| What to produce |
Print, exactly as they appear in the listing below, the lines from the line with "the white carnation" to the line with "out the red", with both end lines kept.
+-------+
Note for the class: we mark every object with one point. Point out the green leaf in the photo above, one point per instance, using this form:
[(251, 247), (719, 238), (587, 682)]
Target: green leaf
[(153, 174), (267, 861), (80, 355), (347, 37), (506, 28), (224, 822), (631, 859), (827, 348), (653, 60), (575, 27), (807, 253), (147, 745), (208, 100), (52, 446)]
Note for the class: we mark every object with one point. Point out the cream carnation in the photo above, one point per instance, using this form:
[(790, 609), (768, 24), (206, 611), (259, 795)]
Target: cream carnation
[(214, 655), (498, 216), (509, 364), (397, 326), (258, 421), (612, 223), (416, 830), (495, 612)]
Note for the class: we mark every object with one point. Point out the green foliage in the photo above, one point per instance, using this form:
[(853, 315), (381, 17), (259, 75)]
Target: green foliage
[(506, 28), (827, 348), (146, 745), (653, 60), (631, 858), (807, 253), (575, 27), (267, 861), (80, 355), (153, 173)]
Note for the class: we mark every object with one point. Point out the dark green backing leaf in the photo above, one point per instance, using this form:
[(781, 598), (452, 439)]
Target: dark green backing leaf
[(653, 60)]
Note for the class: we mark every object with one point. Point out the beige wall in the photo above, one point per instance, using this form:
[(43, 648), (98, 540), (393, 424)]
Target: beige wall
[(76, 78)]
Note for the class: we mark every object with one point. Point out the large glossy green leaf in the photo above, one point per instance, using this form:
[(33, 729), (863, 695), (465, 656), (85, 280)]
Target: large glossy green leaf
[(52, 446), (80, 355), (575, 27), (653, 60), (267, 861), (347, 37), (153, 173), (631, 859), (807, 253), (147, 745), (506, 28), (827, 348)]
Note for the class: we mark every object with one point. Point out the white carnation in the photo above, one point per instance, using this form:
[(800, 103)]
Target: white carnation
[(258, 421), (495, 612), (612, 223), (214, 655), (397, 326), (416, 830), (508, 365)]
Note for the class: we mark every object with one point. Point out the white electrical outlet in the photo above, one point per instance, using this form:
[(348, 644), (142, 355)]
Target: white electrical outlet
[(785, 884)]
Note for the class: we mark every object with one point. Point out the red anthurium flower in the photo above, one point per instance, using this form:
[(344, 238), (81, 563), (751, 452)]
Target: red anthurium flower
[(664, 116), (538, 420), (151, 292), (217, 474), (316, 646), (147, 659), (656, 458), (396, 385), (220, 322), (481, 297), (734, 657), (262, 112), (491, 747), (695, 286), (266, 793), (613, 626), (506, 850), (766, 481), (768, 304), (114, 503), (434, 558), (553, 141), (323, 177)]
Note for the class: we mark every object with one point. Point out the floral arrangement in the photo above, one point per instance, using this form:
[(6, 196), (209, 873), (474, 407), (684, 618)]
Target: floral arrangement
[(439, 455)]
+-------+
| Finished task |
Note for the class: we mark every object with one point. Point out the white carnation in the photo above, one point per instance, using this form:
[(800, 103)]
Target: white carnation
[(258, 421), (495, 612), (612, 223), (214, 655), (397, 326), (416, 830), (508, 365)]
Note for the class: we mark every object with one point. Point out the white electrical outlet in the photo above, one point per instance, using this form:
[(348, 644), (142, 355)]
Target: white electrical outlet
[(785, 884)]
Note for the class: we mark every object with one point. Point out the red anthurium flower in the photo above, one point per instance, using this form:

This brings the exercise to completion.